— begin PROVIDED INFORMATION —
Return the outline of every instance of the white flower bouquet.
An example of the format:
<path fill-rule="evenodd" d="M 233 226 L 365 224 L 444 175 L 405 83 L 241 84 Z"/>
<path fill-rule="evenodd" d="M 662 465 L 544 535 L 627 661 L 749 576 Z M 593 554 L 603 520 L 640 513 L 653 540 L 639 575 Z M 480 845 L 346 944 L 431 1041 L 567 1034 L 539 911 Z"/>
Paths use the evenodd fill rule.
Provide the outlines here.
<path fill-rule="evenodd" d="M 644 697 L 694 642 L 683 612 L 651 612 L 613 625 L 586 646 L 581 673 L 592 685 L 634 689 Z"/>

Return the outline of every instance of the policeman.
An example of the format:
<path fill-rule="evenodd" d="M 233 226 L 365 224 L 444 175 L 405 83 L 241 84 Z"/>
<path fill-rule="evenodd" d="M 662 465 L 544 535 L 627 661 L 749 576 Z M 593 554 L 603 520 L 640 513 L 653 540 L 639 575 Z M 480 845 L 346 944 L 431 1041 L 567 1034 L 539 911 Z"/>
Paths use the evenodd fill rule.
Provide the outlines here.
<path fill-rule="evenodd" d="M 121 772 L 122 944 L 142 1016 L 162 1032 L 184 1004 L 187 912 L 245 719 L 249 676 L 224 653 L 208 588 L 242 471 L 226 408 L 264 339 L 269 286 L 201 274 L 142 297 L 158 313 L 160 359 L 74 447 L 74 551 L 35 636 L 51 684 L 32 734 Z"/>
— end PROVIDED INFORMATION —
*WORK TO BE COMPLETED*: Nothing in the listing may be changed; retype it all exactly.

*SOLUTION TO THE PROBLEM*:
Return the outline of every instance of the white flower bouquet.
An example of the format:
<path fill-rule="evenodd" d="M 233 226 L 365 224 L 444 175 L 405 83 L 241 84 Z"/>
<path fill-rule="evenodd" d="M 662 465 L 544 535 L 627 661 L 749 576 Z M 593 554 L 603 520 L 640 513 L 653 540 L 639 575 Z M 480 845 L 346 944 L 431 1041 L 567 1034 L 539 911 Z"/>
Paths use the evenodd fill rule.
Provide the outlines here.
<path fill-rule="evenodd" d="M 644 697 L 694 642 L 683 612 L 651 612 L 613 625 L 586 646 L 581 673 L 592 685 L 634 689 Z"/>

Return the outline of every instance of the policeman.
An example of the format:
<path fill-rule="evenodd" d="M 233 226 L 365 224 L 444 175 L 405 83 L 241 84 Z"/>
<path fill-rule="evenodd" d="M 662 465 L 544 535 L 627 661 L 749 576 Z M 593 554 L 603 520 L 640 513 L 653 540 L 639 575 Z M 480 845 L 346 944 L 431 1041 L 567 1034 L 539 911 Z"/>
Paths use the evenodd fill rule.
Provide the outlines here.
<path fill-rule="evenodd" d="M 121 772 L 122 944 L 142 1016 L 162 1032 L 184 1004 L 187 912 L 245 719 L 249 676 L 224 653 L 208 588 L 242 471 L 226 408 L 264 339 L 269 286 L 201 274 L 142 297 L 158 313 L 160 359 L 74 447 L 74 551 L 35 636 L 51 684 L 32 734 Z"/>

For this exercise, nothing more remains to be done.